_Exercise_
Which lines of the listing contain the string "white"? Extract each one in full, matching case exactly.
======== Recorded information ========
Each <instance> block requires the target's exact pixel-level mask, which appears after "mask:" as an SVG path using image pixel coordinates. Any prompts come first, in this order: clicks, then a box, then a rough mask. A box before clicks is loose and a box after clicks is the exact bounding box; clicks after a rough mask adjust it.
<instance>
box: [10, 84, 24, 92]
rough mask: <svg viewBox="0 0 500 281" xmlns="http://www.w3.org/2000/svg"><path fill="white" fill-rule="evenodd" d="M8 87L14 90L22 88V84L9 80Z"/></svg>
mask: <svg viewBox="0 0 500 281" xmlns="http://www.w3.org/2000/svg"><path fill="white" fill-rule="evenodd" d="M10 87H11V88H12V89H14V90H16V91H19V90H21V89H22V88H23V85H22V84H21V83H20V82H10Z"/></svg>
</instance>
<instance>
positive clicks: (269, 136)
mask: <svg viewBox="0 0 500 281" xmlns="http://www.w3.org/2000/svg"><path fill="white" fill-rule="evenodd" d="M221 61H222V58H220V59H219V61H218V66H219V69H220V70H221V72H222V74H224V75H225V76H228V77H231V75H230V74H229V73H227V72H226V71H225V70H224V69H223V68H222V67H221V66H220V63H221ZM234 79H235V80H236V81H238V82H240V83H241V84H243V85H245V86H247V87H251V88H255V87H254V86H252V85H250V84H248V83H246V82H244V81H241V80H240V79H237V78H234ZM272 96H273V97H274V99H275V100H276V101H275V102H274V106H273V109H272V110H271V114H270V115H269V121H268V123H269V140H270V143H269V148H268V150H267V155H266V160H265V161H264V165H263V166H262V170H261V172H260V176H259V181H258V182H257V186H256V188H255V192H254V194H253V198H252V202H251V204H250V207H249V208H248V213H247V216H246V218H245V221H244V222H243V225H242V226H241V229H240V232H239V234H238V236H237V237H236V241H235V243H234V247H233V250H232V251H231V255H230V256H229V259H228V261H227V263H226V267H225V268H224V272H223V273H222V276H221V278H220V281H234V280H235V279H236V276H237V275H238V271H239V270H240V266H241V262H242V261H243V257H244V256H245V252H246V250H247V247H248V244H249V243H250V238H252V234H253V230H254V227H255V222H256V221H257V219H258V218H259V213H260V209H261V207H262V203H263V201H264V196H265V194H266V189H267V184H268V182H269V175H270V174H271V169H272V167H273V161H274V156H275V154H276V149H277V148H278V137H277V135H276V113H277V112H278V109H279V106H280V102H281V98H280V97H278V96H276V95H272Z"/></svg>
========
_Task solution_
rough mask: <svg viewBox="0 0 500 281" xmlns="http://www.w3.org/2000/svg"><path fill="white" fill-rule="evenodd" d="M8 87L14 90L22 88V84L9 80Z"/></svg>
mask: <svg viewBox="0 0 500 281" xmlns="http://www.w3.org/2000/svg"><path fill="white" fill-rule="evenodd" d="M10 87H11V88H12V89H14V90H16V91H19V90H21V89H22V88H23V85H22V84H21V83H20V82H10Z"/></svg>
mask: <svg viewBox="0 0 500 281" xmlns="http://www.w3.org/2000/svg"><path fill="white" fill-rule="evenodd" d="M221 61H222V58H220V59H219V61H218V66H219V69H220V70H221V72H222V74H224V75H225V76H228V77H231V75H230V74H229V73H227V72H226V71H225V70H224V69H223V68H222V67H221V66H220V63H221ZM234 79H235V80H236V81H238V82H240V83H241V84H243V85H245V86H247V87H251V88H255V87H254V86H252V85H250V84H248V83H246V82H244V81H241V80H240V79H237V78H234ZM272 96H273V97H274V99H275V100H276V101H275V102H274V106H273V109H272V110H271V114H270V115H269V121H268V123H269V140H270V143H269V148H268V150H267V155H266V160H265V161H264V165H263V166H262V170H261V172H260V176H259V181H258V182H257V186H256V188H255V192H254V194H253V198H252V202H251V204H250V207H249V208H248V213H247V216H246V218H245V221H244V222H243V225H242V226H241V229H240V232H239V234H238V236H237V237H236V241H235V243H234V247H233V250H232V251H231V255H230V256H229V259H228V261H227V263H226V267H225V268H224V272H223V273H222V276H221V278H220V281H234V280H235V279H236V276H237V275H238V271H239V270H240V266H241V262H242V261H243V257H244V256H245V252H246V250H247V247H248V244H249V243H250V238H252V234H253V230H254V227H255V222H256V221H257V219H258V218H259V213H260V209H261V207H262V203H263V201H264V196H265V194H266V189H267V184H268V182H269V175H270V174H271V169H272V167H273V161H274V156H275V154H276V149H277V148H278V137H277V135H276V113H277V112H278V109H279V106H280V102H281V98H280V97H278V96H276V95H272Z"/></svg>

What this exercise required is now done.